===== Provided data =====

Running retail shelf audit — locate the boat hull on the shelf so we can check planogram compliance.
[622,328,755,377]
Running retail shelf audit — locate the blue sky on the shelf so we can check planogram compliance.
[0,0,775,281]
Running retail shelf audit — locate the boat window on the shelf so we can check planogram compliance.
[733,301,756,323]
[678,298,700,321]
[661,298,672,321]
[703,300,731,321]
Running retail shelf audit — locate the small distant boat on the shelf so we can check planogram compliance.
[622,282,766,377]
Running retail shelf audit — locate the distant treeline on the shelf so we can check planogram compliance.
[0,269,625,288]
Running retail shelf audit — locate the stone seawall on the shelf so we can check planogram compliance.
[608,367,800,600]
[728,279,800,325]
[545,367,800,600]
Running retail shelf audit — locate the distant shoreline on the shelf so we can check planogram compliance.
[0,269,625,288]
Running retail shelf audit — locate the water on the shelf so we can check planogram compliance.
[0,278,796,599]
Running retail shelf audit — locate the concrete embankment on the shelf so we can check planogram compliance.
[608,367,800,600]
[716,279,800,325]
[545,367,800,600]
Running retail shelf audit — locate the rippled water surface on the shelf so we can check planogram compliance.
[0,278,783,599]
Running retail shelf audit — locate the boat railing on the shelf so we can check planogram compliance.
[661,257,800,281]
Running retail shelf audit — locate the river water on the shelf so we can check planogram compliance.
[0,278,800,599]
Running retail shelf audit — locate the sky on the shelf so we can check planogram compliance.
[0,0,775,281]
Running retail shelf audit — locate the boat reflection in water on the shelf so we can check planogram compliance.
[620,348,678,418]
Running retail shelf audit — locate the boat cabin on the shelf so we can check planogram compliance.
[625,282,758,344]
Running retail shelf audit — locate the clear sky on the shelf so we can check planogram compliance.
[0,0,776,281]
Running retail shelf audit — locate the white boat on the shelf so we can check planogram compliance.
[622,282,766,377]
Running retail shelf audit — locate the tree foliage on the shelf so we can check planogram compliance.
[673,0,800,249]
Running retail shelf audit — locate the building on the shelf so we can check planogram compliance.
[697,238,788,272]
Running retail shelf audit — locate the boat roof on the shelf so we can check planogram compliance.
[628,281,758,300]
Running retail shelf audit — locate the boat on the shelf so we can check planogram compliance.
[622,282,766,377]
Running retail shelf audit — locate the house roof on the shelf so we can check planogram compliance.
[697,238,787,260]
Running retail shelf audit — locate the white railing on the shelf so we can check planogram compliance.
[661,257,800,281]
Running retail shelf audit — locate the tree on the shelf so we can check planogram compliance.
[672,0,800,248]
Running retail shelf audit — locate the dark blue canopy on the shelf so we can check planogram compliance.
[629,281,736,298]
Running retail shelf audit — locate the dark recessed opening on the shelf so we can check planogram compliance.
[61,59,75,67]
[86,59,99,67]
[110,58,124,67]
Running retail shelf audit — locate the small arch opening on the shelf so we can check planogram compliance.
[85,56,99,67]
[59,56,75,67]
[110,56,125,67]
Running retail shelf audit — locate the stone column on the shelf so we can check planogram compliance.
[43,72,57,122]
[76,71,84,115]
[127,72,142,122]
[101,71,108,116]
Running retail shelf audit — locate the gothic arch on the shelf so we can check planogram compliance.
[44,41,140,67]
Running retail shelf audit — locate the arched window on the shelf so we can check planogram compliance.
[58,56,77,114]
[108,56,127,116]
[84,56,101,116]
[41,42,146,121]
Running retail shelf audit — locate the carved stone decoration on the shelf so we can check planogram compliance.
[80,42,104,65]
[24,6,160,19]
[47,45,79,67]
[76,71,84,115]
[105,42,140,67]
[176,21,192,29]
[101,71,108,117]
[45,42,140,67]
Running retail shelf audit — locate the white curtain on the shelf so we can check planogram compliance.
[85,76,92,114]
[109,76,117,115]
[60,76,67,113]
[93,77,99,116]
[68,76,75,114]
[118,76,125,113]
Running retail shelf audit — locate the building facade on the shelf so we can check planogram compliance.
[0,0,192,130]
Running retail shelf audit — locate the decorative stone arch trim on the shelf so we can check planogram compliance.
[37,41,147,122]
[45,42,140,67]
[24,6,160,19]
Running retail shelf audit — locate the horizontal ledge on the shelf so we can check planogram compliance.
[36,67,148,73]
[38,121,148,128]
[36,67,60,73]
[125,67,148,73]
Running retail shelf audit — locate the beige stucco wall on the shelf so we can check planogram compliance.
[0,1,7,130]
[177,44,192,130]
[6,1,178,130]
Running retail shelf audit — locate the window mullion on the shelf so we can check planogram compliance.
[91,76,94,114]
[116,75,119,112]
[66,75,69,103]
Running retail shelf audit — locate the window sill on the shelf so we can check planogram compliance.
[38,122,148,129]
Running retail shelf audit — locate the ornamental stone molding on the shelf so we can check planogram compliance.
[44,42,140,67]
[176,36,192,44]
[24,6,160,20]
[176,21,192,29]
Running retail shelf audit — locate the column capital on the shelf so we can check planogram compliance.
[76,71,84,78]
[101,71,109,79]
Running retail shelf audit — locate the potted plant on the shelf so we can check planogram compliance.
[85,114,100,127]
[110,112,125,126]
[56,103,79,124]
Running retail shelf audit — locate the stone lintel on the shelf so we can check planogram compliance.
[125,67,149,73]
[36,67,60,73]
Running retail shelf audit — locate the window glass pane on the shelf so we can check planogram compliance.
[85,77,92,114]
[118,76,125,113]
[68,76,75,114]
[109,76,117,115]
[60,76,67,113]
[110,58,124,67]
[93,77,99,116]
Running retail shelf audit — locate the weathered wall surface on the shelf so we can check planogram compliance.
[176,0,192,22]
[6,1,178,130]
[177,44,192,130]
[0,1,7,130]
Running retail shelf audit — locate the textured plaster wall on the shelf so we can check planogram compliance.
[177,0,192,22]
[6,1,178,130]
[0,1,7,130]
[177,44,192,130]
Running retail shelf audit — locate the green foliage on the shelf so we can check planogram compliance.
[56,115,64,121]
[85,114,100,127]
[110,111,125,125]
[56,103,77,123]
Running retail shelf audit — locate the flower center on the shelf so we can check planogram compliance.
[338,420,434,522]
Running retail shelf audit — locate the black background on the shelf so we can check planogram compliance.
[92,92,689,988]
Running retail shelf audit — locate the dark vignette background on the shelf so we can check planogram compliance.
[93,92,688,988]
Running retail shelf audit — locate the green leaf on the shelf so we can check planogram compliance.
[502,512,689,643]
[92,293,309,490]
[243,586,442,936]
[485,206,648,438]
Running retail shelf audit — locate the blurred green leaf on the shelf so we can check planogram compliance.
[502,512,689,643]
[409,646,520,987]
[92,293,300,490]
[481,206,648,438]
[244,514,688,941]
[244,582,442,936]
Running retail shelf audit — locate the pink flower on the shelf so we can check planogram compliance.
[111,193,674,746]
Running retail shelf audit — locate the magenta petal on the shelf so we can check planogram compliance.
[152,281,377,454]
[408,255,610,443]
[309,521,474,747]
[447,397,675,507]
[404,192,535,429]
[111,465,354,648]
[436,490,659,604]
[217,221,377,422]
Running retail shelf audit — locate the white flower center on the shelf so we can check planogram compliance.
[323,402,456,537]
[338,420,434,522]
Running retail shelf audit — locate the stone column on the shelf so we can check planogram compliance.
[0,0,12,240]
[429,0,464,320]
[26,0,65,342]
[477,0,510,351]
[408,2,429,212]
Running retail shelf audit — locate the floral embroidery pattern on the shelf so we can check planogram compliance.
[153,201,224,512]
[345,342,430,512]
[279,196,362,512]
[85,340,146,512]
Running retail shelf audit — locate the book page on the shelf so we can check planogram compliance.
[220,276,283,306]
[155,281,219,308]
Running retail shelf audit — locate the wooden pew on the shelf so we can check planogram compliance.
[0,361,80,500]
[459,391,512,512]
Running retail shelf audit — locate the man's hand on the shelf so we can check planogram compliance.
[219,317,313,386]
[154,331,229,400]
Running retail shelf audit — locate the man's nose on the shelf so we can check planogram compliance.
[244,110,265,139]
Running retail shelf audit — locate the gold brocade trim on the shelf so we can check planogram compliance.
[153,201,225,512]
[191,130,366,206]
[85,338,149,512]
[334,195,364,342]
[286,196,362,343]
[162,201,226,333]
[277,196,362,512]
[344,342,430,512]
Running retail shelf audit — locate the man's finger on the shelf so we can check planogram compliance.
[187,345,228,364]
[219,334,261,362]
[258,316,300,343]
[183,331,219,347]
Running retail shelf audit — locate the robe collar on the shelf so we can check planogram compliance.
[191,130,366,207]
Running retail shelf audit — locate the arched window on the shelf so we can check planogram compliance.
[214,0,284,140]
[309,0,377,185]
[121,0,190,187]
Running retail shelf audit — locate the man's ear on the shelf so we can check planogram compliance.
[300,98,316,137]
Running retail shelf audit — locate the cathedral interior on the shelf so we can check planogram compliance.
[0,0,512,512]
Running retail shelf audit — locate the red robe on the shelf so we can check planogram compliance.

=====

— Instruction —
Format the part of the entries that begins with the line containing "Running retail shelf audit — locate the blurred" and ends with the line containing "[111,193,674,746]" as a JSON list of strings, one string per line, omitting blank lines.

— Solved exercise —
[
  "Running retail shelf audit — locate the blurred green leaf on the shelf so we can check planogram compliance.",
  "[502,512,689,643]",
  "[409,646,520,987]",
  "[92,293,300,490]",
  "[481,206,648,438]",
  "[244,514,688,941]",
  "[244,582,442,936]",
  "Running retail shelf audit — locate the pink flower on the shelf so we can check planogram compliance.",
  "[111,193,674,746]"
]